### What you need to do
Taking the listing below line by line, tally those that contain the string "post". Give the total alone.

^^^^

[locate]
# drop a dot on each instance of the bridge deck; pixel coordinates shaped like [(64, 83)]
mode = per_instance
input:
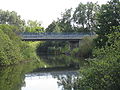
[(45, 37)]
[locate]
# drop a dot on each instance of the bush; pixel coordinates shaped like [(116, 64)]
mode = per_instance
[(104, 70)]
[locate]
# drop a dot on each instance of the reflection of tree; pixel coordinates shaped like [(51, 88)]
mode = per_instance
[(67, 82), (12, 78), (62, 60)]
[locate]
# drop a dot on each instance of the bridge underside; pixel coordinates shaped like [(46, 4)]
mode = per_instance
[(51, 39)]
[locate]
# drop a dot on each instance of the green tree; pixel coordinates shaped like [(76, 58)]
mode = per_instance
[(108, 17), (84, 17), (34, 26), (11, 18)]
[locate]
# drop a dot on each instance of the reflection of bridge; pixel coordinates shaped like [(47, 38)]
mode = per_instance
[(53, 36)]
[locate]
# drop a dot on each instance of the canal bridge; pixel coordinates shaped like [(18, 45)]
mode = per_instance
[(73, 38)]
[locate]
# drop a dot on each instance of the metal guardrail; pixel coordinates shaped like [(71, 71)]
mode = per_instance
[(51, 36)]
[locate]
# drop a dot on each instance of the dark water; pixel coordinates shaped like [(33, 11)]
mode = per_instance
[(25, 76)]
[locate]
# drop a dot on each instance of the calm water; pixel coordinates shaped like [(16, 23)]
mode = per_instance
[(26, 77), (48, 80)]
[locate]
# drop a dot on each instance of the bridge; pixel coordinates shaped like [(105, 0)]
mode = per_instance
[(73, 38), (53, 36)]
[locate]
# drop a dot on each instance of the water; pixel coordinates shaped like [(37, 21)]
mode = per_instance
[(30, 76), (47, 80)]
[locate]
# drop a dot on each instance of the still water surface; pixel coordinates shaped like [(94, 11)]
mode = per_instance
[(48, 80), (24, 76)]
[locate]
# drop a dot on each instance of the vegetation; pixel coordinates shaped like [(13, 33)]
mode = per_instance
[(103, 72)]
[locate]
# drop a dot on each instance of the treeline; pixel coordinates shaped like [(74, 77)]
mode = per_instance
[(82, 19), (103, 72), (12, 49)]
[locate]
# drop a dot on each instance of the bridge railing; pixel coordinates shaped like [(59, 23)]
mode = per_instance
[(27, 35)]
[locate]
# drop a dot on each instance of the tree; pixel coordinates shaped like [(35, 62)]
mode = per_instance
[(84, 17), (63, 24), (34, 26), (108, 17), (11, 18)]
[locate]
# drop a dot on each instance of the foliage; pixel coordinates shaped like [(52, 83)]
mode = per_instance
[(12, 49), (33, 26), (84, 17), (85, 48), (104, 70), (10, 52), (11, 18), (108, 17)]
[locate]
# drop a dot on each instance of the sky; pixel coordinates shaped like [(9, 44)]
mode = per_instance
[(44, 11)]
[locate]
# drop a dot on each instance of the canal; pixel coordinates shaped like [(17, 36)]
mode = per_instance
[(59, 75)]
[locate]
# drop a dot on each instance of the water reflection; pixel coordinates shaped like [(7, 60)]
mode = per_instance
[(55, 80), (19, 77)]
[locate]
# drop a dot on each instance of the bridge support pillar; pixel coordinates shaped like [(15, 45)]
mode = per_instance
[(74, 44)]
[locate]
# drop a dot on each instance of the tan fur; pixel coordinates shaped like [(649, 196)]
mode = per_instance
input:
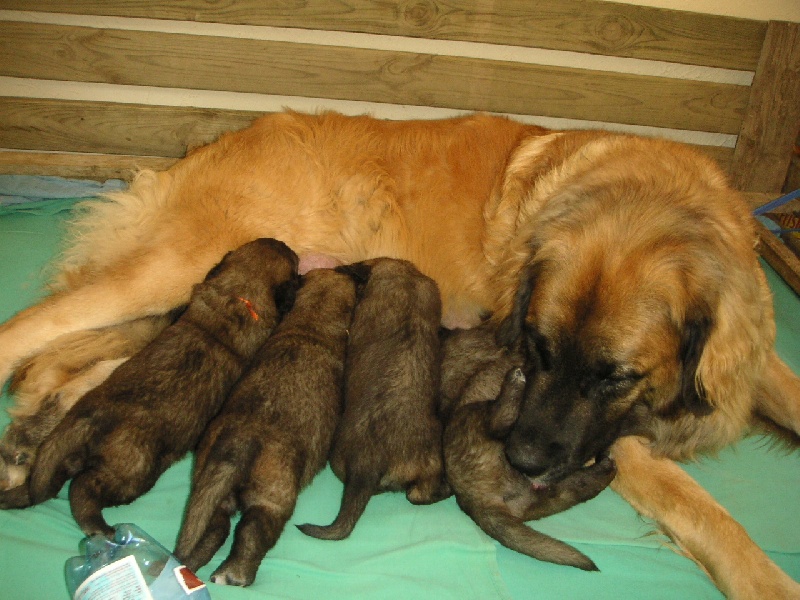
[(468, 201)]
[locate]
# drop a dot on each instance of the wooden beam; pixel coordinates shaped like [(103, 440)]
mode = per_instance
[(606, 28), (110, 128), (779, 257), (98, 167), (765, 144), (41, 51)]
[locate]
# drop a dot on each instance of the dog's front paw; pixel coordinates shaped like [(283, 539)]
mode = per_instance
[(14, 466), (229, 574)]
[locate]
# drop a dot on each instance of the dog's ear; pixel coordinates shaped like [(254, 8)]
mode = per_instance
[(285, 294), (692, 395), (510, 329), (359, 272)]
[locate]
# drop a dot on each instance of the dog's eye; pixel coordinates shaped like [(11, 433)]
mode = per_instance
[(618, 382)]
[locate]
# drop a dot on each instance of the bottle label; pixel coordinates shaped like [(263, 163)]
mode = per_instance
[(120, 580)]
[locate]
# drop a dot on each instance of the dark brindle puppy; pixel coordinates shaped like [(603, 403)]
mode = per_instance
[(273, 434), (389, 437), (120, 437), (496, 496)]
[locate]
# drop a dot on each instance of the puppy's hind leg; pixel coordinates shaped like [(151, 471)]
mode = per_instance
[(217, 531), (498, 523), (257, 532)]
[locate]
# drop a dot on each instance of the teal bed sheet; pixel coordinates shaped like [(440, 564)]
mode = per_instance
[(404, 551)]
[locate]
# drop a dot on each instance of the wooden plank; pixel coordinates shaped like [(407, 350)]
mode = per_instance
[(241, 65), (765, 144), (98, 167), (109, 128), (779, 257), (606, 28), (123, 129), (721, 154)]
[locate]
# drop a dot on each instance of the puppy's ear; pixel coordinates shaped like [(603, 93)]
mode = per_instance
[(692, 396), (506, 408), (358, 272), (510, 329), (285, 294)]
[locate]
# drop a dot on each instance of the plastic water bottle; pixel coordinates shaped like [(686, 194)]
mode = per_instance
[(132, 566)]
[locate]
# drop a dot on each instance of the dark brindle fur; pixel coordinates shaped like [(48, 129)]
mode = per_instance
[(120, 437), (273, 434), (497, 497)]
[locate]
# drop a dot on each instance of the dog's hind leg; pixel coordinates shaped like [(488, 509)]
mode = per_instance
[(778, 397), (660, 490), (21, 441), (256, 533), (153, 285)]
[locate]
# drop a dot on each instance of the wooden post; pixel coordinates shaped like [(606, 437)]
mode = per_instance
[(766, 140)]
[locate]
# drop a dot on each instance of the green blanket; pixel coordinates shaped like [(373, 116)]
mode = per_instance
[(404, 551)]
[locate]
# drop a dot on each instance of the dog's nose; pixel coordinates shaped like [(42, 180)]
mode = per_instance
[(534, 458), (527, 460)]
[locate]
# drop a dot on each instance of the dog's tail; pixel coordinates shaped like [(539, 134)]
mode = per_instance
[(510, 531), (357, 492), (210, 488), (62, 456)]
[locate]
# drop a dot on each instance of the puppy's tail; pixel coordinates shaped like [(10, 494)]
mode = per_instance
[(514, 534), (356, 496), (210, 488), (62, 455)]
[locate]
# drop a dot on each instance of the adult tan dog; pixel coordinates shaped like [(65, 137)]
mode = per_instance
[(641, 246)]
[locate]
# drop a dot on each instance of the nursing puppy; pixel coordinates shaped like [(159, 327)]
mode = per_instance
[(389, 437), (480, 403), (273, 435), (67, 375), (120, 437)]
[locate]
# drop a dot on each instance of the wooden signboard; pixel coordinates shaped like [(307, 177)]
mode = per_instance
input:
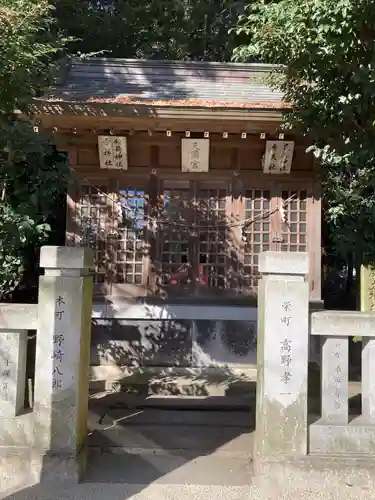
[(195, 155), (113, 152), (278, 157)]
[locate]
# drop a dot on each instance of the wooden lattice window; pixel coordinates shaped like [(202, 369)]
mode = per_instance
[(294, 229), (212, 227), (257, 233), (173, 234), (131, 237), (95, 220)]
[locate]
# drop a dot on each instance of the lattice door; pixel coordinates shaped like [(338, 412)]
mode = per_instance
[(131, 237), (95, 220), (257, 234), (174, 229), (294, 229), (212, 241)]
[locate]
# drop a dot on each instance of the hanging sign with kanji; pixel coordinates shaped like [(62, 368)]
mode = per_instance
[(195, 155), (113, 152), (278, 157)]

^^^^

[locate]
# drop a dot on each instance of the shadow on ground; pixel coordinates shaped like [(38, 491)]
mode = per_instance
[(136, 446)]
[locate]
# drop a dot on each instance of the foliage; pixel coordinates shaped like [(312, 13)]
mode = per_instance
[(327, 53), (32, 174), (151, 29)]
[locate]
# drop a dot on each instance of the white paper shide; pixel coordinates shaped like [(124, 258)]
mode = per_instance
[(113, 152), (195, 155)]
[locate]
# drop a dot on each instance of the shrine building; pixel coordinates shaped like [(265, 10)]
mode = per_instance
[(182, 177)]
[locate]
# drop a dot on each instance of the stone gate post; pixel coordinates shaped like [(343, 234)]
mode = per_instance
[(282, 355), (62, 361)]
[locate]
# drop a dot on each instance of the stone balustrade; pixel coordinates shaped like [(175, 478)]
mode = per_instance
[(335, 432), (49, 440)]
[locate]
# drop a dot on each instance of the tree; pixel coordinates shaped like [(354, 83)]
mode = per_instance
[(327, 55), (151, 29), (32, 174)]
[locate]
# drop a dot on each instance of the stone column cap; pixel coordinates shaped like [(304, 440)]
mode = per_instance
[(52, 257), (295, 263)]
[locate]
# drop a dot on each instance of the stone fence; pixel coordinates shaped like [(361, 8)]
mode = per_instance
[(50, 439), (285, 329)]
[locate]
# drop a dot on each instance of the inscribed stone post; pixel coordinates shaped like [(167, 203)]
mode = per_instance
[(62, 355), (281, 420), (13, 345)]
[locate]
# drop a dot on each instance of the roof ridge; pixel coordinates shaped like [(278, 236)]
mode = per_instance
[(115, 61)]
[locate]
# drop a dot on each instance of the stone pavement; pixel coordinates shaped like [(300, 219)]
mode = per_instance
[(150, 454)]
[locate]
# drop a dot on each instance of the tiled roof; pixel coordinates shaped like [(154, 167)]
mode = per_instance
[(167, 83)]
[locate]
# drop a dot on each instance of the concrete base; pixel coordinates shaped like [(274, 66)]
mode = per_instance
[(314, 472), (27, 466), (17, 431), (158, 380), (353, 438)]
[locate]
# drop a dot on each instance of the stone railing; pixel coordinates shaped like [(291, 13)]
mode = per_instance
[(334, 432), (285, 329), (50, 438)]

^^^^

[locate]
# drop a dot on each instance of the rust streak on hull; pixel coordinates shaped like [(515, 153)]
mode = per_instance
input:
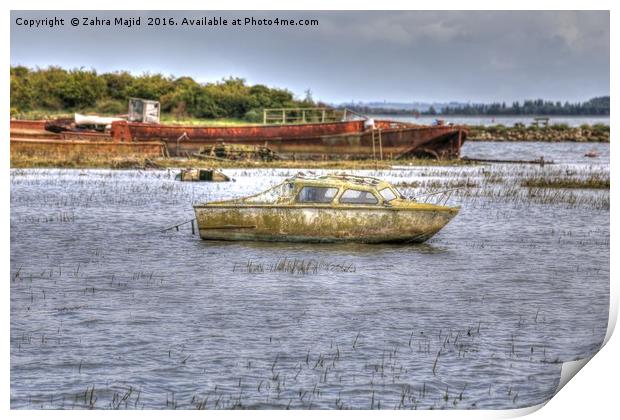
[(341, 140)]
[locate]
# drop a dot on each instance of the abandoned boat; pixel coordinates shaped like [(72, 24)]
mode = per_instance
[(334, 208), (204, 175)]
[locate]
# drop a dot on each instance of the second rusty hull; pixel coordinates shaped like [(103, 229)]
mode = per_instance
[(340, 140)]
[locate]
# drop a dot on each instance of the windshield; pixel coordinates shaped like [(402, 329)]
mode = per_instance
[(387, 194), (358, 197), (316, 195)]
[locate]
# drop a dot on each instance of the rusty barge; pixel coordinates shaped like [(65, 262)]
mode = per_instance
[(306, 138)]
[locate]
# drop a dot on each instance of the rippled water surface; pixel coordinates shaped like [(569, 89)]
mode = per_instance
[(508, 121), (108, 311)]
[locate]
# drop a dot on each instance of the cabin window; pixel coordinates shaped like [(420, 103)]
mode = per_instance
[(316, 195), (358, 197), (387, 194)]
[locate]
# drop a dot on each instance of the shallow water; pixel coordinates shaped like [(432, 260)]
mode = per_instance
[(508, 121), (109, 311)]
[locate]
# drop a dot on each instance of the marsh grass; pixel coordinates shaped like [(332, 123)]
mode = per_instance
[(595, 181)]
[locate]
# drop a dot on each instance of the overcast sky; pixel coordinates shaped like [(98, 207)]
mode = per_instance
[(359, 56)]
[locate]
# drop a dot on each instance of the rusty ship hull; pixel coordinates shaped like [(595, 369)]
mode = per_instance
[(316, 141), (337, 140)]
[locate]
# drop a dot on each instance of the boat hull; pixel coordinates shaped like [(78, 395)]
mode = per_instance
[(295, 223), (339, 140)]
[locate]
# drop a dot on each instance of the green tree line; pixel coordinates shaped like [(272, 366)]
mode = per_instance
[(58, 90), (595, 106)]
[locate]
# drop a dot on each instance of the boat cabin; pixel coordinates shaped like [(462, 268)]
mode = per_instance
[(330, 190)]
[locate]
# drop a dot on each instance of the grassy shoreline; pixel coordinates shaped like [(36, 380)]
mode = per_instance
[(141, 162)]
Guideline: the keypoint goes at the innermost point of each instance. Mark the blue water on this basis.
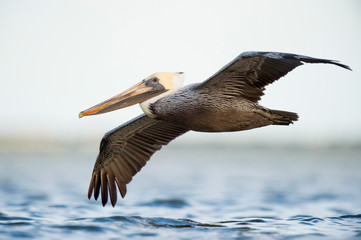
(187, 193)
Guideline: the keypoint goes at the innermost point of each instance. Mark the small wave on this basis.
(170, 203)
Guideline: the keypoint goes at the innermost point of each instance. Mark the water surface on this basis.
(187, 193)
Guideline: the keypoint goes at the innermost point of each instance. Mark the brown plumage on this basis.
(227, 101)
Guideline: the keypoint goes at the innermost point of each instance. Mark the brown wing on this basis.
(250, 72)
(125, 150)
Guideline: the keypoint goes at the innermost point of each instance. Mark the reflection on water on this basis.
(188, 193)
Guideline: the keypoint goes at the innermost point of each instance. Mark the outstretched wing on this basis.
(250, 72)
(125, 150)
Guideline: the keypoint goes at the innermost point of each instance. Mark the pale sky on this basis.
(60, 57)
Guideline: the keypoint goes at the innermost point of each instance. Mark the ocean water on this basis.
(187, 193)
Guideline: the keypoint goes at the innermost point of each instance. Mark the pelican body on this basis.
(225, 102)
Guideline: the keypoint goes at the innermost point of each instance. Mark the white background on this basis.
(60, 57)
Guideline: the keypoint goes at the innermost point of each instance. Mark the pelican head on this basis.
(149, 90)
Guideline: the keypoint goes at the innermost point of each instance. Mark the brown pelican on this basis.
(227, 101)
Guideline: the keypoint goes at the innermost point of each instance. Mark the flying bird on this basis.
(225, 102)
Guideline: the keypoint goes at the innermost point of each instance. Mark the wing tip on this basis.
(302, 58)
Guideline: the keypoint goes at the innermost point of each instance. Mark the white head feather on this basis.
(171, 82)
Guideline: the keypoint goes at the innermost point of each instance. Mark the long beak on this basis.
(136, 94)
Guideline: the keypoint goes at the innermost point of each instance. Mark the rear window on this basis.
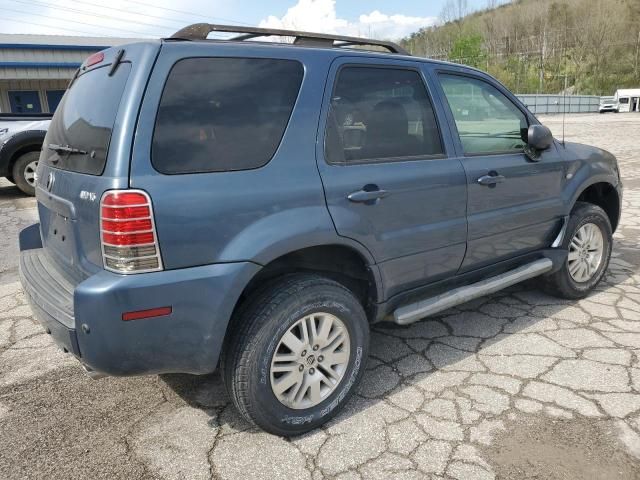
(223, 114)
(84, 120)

^^^^

### Problem solution
3